■ Your instructions ■
The whole of the material needs to be repeated exactly, line for line.

*** Begin section ***

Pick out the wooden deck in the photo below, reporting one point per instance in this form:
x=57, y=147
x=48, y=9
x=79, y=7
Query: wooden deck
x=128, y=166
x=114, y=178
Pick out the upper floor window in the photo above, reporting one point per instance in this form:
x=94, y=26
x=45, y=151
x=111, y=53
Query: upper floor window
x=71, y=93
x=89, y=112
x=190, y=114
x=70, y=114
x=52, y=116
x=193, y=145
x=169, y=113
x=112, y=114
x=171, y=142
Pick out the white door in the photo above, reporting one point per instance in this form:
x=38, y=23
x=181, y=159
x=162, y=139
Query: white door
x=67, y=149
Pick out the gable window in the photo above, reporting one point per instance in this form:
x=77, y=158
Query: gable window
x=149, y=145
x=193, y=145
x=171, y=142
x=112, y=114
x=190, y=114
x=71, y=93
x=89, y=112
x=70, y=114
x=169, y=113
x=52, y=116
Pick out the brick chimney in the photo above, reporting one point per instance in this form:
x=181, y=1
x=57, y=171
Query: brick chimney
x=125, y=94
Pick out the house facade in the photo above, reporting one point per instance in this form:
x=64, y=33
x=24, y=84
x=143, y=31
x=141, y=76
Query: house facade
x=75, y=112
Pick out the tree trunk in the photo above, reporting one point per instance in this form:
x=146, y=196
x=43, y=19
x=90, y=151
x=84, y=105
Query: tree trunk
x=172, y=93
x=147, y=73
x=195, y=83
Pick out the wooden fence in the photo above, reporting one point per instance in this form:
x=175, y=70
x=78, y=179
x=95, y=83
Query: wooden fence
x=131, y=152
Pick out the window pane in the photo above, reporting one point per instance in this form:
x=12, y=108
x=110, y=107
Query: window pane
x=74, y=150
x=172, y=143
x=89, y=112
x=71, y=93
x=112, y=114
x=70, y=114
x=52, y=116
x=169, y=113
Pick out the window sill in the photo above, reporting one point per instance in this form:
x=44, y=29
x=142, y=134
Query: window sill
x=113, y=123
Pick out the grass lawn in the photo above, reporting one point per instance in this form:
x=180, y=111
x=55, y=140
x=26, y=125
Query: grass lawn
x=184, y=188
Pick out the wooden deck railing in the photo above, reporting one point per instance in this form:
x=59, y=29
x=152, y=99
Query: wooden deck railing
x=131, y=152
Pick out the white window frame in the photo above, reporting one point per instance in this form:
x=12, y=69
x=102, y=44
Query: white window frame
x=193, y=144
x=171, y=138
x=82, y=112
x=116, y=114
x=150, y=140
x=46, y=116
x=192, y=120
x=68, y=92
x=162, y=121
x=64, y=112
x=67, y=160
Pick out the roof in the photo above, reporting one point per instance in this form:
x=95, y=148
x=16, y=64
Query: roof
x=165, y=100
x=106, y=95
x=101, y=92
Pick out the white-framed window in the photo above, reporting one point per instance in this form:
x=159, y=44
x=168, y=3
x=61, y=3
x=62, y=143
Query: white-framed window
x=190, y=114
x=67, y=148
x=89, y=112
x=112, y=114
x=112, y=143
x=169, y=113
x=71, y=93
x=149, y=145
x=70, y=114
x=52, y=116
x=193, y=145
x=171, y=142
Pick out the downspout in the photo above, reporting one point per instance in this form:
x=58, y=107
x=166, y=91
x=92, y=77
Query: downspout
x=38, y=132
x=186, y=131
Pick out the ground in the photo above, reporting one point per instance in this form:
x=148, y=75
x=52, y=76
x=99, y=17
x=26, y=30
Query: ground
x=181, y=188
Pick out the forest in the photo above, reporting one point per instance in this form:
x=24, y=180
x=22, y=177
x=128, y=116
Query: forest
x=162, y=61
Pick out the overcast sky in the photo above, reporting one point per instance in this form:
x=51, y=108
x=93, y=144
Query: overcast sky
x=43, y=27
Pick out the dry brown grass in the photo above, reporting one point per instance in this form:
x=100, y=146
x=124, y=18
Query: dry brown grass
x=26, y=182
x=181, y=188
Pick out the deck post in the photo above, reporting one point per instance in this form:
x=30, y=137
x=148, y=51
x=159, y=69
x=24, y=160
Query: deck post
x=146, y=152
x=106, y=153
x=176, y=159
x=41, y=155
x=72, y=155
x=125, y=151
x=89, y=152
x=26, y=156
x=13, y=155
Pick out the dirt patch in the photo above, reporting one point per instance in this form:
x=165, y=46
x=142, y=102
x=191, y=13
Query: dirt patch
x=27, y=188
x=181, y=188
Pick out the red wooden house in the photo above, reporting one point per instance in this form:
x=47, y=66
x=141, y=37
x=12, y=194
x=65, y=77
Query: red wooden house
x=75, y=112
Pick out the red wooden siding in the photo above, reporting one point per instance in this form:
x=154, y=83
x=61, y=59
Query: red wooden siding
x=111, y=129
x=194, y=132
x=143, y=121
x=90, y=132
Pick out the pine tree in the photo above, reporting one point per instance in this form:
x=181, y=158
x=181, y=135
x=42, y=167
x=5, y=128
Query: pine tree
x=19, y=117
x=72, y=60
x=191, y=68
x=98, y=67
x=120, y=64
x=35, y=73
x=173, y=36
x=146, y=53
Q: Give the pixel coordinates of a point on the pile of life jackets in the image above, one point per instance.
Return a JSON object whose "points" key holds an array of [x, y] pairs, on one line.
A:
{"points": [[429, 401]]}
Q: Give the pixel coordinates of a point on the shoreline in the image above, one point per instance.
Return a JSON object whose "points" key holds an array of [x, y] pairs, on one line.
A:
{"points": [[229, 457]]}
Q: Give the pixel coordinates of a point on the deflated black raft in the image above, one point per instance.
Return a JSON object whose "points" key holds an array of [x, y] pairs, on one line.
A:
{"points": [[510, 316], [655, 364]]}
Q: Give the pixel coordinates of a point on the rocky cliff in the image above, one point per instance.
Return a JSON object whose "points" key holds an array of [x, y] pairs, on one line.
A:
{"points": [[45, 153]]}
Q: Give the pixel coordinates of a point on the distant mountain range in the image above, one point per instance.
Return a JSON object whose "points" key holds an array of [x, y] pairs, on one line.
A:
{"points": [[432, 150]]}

*** End section ***

■ Answer box ■
Pick out the wooden deck in the photo below, reporting one point per instance in this form:
x=57, y=147
x=48, y=9
x=79, y=7
Query: wooden deck
x=128, y=166
x=114, y=178
Pick out the upper floor window in the photo above, reporting one point per instance in this form:
x=94, y=26
x=45, y=151
x=111, y=53
Query: upper floor window
x=71, y=93
x=89, y=112
x=190, y=114
x=70, y=114
x=52, y=116
x=193, y=145
x=169, y=113
x=112, y=114
x=171, y=142
Pick out the white door in the photo above, reporting one point per instance in this form:
x=38, y=23
x=181, y=159
x=162, y=139
Query: white door
x=67, y=149
Pick out the gable window in the photo above, reporting one point per instance in this form:
x=77, y=158
Query: gable window
x=149, y=145
x=193, y=145
x=171, y=142
x=112, y=114
x=190, y=114
x=71, y=93
x=89, y=112
x=70, y=114
x=169, y=113
x=52, y=116
Pick out the brick chimney in the photo above, reporting one point per instance in this form:
x=181, y=1
x=57, y=171
Query: brick chimney
x=125, y=94
Pick out the house facade in the photo above, reporting one point per instance in this form:
x=64, y=33
x=24, y=84
x=143, y=31
x=141, y=76
Query: house facade
x=75, y=112
Pick out the tree trunk in the photo above, reporting one point per instance in this form:
x=146, y=196
x=43, y=19
x=90, y=151
x=84, y=105
Query: tree trunk
x=172, y=93
x=147, y=73
x=195, y=83
Pick out the wooden fence in the photo above, reporting one point per instance in this form:
x=175, y=70
x=78, y=179
x=95, y=83
Query: wooden fence
x=131, y=152
Pick out the window pane in the photo above, reporting one point per instance in this form:
x=12, y=108
x=110, y=107
Query: window pane
x=74, y=150
x=172, y=143
x=89, y=112
x=71, y=93
x=112, y=114
x=70, y=114
x=52, y=116
x=169, y=113
Pick out the window sill in the photo above, reporting one point per instance in this form:
x=44, y=29
x=142, y=134
Query: window sill
x=113, y=123
Pick out the grass lawn in the photo above, reporting one point per instance in this form:
x=180, y=111
x=55, y=140
x=26, y=125
Query: grass lawn
x=184, y=188
Pick out the wooden deck railing in the photo above, reporting one point per instance in this form:
x=59, y=29
x=152, y=99
Query: wooden deck railing
x=131, y=152
Pick out the white window frame in the photo above, reporting one point per instance in this form:
x=12, y=69
x=102, y=44
Query: white window frame
x=193, y=144
x=171, y=138
x=82, y=112
x=116, y=114
x=150, y=140
x=46, y=116
x=192, y=120
x=68, y=92
x=162, y=121
x=64, y=112
x=67, y=160
Pick out the roof in the photo above, reporting one point per instance in this form:
x=95, y=148
x=16, y=64
Query: roof
x=165, y=100
x=106, y=95
x=101, y=92
Pick out the white-framed window in the photo above, reporting one point per instance in this form:
x=159, y=44
x=168, y=3
x=61, y=3
x=62, y=143
Query: white-framed window
x=190, y=114
x=67, y=148
x=89, y=112
x=112, y=114
x=112, y=143
x=169, y=113
x=71, y=93
x=149, y=145
x=70, y=114
x=52, y=116
x=193, y=145
x=171, y=142
Pick out the downspout in the photo above, reporting one point per instance in this form:
x=58, y=107
x=166, y=91
x=92, y=77
Query: downspout
x=38, y=132
x=186, y=131
Pick out the ground in the photo above, reporting one point per instance in this form:
x=148, y=75
x=52, y=76
x=99, y=17
x=26, y=30
Query: ground
x=181, y=188
Pick out the forest in the photo above, reporting one point per instance in this form:
x=24, y=180
x=22, y=177
x=128, y=116
Query: forest
x=162, y=61
Pick out the overcast sky in the photo above, reporting one point per instance in this form:
x=51, y=108
x=93, y=144
Query: overcast sky
x=43, y=27
Pick out the dry brown grass in the photo above, reporting one point per instance in this form:
x=100, y=146
x=124, y=18
Query: dry brown grass
x=26, y=182
x=181, y=188
Pick out the deck post in the photo above, reporting one point per instance in this form:
x=30, y=137
x=148, y=51
x=159, y=69
x=24, y=160
Query: deck post
x=146, y=152
x=106, y=153
x=176, y=159
x=41, y=155
x=72, y=155
x=125, y=151
x=89, y=152
x=26, y=156
x=13, y=155
Pick out the dirt patch in the photo above, reporting one point per instance in this form:
x=165, y=46
x=142, y=102
x=191, y=13
Query: dirt patch
x=27, y=188
x=181, y=188
Pick out the red wooden house in the photo above, reporting one point per instance in this form:
x=47, y=66
x=141, y=37
x=12, y=194
x=65, y=77
Query: red wooden house
x=75, y=112
Pick out the red wooden siding in the photo above, reporting one point per instance in this form:
x=154, y=83
x=61, y=59
Query: red wooden siding
x=111, y=129
x=194, y=132
x=143, y=121
x=90, y=132
Pick out the pine tree in the photo above, reporting one point per instance in this form:
x=181, y=158
x=181, y=135
x=42, y=167
x=5, y=128
Query: pine tree
x=19, y=117
x=72, y=60
x=191, y=68
x=98, y=67
x=120, y=64
x=35, y=73
x=173, y=36
x=146, y=53
Q: Give the pixel coordinates of a point on the pile of life jackets in the image above, one point per instance.
Return a JSON object whose "points" key holds an array of [x, y] pairs, on one line.
A:
{"points": [[429, 401]]}
Q: Give the pixel coordinates of a point on the shoreline in the image above, one point per instance.
Return a JSON object whose "points" key holds an array of [x, y] pairs, on one line.
A:
{"points": [[229, 457]]}
Q: Give the pixel coordinates of a point on the deflated black raft in the image above, one point per instance.
Return a JSON object whose "points" key holds an array of [x, y] pairs, on one line.
A:
{"points": [[510, 316], [655, 364]]}
Q: Give the pixel coordinates of a point on the rocky cliff in the image above, one point per instance.
Return a JSON object whose "points" key holds an array of [x, y] pairs, on one line.
A:
{"points": [[45, 153]]}
Q: Give the pixel coordinates of a point on the distant mountain range in the image above, one point per instance.
Return a JSON object whose "points" key holds an array of [x, y] pairs, on one line.
A:
{"points": [[432, 150]]}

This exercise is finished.